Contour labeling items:
┄┄┄┄┄┄┄┄┄┄┄┄┄┄┄┄┄┄┄┄
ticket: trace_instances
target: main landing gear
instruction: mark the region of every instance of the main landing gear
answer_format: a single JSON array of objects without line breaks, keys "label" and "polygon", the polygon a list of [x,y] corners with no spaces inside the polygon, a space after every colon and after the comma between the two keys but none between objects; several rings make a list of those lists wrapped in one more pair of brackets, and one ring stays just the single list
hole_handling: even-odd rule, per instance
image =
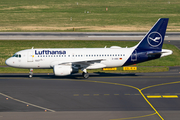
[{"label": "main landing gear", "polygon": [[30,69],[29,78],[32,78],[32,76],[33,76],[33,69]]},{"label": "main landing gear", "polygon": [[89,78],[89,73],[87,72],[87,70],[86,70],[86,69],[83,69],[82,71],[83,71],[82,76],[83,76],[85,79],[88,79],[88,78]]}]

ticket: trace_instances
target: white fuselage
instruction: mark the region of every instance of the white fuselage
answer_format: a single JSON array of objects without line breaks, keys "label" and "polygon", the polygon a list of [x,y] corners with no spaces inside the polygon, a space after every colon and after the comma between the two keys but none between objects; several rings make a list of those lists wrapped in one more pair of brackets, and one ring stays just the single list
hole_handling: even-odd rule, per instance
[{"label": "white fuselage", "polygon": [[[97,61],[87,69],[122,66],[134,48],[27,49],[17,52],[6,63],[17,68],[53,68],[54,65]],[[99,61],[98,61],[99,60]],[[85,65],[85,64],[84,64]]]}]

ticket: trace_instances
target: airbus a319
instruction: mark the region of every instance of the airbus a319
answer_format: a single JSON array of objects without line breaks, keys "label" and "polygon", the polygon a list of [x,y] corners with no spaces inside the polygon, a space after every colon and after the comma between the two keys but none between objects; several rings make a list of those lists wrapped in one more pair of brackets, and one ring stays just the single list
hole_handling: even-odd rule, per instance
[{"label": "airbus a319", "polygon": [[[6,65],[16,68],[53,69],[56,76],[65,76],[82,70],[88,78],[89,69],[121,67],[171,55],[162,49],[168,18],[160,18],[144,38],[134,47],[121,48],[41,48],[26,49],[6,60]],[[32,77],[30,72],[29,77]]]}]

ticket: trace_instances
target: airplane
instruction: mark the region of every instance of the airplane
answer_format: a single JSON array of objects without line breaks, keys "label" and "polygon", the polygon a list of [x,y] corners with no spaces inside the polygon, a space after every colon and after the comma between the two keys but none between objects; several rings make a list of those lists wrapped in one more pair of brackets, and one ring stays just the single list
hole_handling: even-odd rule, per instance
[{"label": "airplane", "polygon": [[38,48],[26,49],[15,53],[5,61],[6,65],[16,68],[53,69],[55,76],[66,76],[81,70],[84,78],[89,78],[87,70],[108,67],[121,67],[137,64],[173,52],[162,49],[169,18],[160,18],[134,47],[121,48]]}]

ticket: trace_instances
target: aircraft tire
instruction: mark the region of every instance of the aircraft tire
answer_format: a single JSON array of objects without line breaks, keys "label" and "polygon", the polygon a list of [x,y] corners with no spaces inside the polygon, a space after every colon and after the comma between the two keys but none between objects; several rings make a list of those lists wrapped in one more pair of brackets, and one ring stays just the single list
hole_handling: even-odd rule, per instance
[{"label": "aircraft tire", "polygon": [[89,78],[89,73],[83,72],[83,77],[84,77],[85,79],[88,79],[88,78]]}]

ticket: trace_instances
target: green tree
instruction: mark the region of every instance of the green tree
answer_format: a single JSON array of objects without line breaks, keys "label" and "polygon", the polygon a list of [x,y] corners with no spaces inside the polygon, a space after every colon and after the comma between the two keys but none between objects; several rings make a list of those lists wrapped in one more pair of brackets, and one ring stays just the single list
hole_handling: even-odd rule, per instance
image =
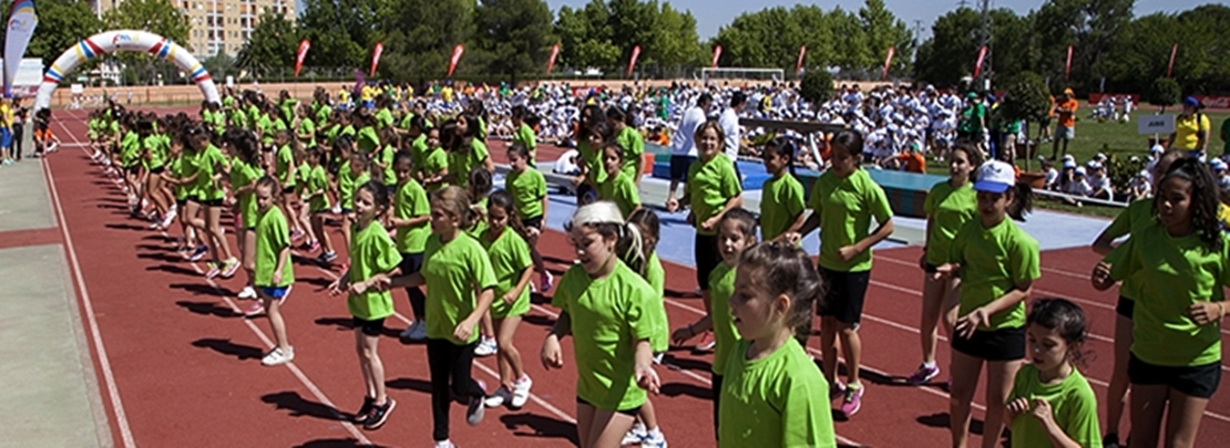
┄┄┄┄┄┄┄┄┄┄┄┄┄┄┄┄┄┄┄┄
▶ [EXERCISE REQUIREMENTS]: Return, character for character, the lines of the material from its first line through the line containing "instruction: mark the region of every instance of the main", including both of those lines.

▶ [RESULT FOR THIS EXERCISE]:
ticket: trace_instances
target: main landing gear
instruction: mark the region of every instance of the main landing gear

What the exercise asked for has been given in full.